Exercise description — For the string "hummingbird", search the entries below and copy every line where it appears.

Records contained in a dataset
##########

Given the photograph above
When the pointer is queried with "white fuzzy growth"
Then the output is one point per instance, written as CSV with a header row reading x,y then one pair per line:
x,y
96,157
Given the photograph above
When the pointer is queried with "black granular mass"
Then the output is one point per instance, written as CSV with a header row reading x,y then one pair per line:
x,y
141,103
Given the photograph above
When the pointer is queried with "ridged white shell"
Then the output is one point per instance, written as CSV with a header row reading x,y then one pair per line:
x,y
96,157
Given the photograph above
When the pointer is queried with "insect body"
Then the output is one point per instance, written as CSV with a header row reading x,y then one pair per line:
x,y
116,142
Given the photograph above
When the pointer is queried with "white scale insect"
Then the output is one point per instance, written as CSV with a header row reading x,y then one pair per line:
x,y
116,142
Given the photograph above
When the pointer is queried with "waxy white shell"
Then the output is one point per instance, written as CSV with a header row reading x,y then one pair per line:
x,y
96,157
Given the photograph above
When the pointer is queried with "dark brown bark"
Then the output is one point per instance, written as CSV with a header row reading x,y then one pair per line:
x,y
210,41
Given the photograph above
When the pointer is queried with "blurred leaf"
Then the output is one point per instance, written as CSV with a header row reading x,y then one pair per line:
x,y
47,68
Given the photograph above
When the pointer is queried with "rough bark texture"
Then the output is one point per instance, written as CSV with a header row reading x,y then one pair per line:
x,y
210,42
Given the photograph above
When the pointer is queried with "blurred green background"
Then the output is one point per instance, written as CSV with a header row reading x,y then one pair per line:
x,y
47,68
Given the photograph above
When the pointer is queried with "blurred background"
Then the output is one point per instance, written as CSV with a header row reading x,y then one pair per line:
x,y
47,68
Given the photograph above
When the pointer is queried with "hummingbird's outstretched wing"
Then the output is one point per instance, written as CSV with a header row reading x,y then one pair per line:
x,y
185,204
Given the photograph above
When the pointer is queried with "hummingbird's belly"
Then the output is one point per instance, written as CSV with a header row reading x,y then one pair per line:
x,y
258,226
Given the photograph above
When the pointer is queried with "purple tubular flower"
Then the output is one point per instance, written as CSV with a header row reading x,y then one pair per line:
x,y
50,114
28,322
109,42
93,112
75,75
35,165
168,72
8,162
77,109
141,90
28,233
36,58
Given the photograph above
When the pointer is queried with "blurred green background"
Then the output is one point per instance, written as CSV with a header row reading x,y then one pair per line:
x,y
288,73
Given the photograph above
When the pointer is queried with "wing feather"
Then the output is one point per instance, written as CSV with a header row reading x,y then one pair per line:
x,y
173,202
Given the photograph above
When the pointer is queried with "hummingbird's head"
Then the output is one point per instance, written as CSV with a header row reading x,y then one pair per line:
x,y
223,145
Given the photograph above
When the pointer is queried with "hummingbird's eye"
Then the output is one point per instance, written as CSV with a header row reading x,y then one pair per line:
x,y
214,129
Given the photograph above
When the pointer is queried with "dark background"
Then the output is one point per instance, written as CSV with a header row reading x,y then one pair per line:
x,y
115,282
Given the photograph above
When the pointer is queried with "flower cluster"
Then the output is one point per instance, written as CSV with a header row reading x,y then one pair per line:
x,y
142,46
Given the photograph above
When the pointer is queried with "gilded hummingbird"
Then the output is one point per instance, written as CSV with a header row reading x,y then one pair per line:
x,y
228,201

##########

Answer to the exercise —
When the pointer is queried with "hummingbird's outstretched wing"
When the pointer is queried with "hummingbird's belly"
When the pointer is queried with "hummingbird's head"
When the pointer is queried with "hummingbird's eye"
When the pointer is queried with "gilded hummingbird"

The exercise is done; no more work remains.